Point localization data
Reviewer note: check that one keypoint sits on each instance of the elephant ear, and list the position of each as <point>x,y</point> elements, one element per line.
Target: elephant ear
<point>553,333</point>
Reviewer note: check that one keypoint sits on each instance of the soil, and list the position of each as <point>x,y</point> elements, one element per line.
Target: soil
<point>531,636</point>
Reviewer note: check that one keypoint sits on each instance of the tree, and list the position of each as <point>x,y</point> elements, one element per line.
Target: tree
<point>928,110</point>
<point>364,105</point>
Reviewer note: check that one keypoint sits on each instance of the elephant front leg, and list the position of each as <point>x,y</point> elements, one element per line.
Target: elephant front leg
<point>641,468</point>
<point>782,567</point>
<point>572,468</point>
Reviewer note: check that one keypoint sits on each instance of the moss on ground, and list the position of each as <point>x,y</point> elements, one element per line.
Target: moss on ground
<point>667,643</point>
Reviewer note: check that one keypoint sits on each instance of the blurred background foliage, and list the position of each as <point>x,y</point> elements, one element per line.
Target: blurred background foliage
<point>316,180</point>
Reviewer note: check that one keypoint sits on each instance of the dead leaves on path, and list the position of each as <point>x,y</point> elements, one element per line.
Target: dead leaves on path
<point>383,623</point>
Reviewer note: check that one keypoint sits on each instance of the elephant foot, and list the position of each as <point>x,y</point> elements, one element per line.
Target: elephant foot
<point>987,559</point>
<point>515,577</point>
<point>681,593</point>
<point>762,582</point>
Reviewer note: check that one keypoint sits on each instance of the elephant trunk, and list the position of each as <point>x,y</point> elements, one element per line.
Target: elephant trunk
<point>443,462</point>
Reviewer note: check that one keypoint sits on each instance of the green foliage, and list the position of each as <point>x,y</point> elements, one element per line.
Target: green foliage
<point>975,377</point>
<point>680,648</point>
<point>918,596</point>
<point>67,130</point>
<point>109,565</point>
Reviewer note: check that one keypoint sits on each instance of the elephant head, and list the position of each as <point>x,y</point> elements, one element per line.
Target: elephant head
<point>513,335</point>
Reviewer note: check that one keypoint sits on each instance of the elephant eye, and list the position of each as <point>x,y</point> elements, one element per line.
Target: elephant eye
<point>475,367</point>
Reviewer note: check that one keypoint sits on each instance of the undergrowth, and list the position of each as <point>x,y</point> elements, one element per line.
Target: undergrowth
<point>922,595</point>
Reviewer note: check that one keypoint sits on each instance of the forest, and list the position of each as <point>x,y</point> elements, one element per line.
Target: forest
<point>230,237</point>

■ Exercise
Please let your answer be exactly the lines from the one holding "elephant head, and" through the last line of the entries above, both ends included.

■ Result for this task
Reviewer note: check that one keypoint sits on each instance of the elephant head, and list the position of each as <point>x,y</point> elements, one element per line.
Target: elephant head
<point>513,335</point>
Reviewer note: check that one keypoint sits on each instance of the elephant eye, and list the position of each as <point>x,y</point> elements, one element per line.
Target: elephant eye
<point>475,367</point>
Reviewer note: check that one keypoint sits on each instance of the undergrowth, and list the position of each as <point>x,y</point> elements, one element per line.
Target: undergrowth
<point>922,595</point>
Reviewer note: check that one keypoint sits on each instance of the forest, and list the position of each as <point>x,y</point> elements, one element per line.
Target: forest
<point>230,237</point>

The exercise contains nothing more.